Information provided >>

_ _ _ _ _

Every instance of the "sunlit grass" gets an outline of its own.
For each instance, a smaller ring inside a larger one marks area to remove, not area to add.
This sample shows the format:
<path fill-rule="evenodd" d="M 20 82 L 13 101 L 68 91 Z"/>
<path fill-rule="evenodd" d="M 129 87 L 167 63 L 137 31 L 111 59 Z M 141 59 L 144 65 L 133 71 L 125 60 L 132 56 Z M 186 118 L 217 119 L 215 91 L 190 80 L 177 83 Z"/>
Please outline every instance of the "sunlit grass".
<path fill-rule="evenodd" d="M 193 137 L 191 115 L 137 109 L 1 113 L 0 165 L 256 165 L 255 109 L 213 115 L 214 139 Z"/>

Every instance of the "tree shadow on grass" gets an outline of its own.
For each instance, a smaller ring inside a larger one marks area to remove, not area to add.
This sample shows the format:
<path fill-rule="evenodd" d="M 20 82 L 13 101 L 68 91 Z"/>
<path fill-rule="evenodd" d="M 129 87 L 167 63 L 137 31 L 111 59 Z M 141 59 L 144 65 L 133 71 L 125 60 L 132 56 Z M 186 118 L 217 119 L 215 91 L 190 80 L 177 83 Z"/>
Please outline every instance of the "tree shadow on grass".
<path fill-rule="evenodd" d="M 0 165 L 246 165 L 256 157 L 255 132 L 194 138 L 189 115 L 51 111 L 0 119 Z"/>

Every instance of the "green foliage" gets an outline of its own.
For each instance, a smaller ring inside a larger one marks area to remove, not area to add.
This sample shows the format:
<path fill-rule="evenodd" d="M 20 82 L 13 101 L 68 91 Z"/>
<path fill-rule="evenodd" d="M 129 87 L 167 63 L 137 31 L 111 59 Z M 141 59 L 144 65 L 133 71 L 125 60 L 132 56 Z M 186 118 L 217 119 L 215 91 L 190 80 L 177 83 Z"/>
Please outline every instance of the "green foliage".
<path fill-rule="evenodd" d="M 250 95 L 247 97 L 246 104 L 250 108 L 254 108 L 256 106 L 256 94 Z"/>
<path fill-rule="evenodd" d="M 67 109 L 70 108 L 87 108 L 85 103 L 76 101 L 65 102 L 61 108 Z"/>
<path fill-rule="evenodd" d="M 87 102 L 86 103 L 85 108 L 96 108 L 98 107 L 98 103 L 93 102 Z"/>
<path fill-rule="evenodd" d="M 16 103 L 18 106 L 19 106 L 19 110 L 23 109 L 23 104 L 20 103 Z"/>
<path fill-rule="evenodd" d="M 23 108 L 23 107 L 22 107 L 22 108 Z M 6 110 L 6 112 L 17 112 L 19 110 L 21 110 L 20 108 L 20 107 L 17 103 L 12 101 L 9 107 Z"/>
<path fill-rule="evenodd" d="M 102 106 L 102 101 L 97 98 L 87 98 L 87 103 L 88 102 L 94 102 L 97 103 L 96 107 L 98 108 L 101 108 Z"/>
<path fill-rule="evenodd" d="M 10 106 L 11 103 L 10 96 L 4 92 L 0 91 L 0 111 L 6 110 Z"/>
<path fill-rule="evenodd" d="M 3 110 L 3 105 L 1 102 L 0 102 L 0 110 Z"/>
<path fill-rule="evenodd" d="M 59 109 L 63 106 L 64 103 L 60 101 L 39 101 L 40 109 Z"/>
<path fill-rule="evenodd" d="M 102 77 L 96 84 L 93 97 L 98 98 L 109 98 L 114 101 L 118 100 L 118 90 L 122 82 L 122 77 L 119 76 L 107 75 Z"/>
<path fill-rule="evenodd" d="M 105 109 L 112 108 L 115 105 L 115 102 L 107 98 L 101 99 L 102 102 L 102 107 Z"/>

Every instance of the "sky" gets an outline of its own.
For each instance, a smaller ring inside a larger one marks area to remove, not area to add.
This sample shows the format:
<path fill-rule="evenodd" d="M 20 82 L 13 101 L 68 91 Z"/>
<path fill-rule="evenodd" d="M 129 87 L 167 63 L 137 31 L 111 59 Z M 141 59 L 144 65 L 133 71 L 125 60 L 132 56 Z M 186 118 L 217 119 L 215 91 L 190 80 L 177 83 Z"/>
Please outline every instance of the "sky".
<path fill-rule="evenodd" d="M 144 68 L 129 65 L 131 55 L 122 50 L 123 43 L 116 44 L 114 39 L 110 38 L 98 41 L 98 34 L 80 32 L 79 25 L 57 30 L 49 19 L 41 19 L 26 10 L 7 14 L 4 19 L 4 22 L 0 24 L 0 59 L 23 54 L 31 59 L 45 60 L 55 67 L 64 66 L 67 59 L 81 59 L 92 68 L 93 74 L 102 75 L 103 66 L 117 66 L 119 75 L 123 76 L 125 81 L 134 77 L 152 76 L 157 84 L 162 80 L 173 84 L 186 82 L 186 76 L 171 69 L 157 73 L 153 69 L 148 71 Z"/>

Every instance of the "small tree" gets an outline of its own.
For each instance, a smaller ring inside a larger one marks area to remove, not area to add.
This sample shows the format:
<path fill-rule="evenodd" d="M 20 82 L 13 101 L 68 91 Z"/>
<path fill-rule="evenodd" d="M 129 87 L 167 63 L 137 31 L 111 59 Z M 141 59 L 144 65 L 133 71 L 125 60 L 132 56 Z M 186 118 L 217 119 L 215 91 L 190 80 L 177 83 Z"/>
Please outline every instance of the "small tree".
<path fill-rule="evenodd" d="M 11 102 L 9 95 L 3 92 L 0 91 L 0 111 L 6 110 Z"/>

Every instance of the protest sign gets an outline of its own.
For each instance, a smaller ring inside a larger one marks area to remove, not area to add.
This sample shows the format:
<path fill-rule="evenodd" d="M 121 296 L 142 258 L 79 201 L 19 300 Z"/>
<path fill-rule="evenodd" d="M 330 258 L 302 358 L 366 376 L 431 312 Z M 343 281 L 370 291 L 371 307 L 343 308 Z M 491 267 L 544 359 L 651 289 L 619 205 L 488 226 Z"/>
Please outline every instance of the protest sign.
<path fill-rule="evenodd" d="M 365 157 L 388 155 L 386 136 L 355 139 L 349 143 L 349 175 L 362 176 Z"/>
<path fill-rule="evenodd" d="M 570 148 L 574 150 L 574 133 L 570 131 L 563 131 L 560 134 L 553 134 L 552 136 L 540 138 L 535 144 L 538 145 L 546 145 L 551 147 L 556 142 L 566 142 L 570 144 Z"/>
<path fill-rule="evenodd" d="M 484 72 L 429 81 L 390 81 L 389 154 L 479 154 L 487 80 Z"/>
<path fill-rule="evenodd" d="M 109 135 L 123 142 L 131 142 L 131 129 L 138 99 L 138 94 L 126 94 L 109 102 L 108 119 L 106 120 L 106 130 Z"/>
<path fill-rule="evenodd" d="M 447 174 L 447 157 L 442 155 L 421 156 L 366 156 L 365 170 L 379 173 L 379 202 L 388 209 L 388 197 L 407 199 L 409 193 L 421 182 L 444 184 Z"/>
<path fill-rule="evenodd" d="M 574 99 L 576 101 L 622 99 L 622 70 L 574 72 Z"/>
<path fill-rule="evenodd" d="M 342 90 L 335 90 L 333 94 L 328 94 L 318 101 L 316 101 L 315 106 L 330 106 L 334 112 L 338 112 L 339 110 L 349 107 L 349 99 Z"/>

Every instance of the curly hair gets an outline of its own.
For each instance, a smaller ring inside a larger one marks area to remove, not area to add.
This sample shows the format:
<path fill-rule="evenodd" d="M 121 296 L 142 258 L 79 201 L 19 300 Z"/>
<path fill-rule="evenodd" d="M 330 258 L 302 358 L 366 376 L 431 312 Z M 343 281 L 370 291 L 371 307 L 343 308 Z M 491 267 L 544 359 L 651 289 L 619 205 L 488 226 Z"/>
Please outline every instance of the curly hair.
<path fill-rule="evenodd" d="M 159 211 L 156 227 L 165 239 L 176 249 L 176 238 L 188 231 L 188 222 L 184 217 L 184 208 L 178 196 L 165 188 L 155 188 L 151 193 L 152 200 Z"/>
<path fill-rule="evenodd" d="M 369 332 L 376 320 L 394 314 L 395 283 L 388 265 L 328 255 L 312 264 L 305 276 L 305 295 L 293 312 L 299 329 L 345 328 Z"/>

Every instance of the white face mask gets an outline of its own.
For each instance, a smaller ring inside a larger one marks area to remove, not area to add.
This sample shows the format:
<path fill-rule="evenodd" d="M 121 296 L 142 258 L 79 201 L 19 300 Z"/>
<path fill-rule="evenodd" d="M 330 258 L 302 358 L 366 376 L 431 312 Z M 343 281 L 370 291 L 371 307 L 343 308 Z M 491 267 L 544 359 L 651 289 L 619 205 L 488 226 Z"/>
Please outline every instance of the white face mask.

_ _ _ _ _

Written problem >> Make an exact copy of every line from the one with "Every instance of the curly hair gets" to the end of the data, with the first and last of those lines included.

Result below >>
Every instance of the curly hair gets an outline of its own.
For each instance, a smaller ring inside a larger one marks area to remove, not area to add.
This sample shows the format:
<path fill-rule="evenodd" d="M 121 296 L 142 258 L 79 201 L 19 300 Z"/>
<path fill-rule="evenodd" d="M 330 258 L 302 358 L 366 376 L 431 312 Z M 343 281 L 370 291 L 371 307 L 343 308 Z M 491 267 L 544 359 L 651 289 L 619 205 L 488 226 Z"/>
Please outline every instance of the curly hair.
<path fill-rule="evenodd" d="M 159 211 L 156 227 L 165 239 L 176 249 L 176 238 L 188 231 L 188 222 L 184 217 L 184 208 L 178 196 L 165 188 L 155 188 L 151 193 L 152 200 Z"/>
<path fill-rule="evenodd" d="M 369 332 L 376 320 L 394 314 L 395 283 L 388 265 L 328 255 L 312 264 L 305 276 L 305 295 L 293 312 L 299 329 L 345 328 Z"/>

Every instance of the white face mask gets an outline of its own.
For each instance, a smaller ring inside a larger one marks area to remove, not area to add.
This sample shows the format:
<path fill-rule="evenodd" d="M 121 296 L 142 258 L 79 201 L 19 300 Z"/>
<path fill-rule="evenodd" d="M 330 258 L 302 358 L 366 376 L 431 312 Z M 343 281 L 370 291 L 371 307 L 343 308 Z M 491 267 L 544 359 L 651 289 L 619 205 L 488 226 Z"/>
Please outline every instance of the white face mask.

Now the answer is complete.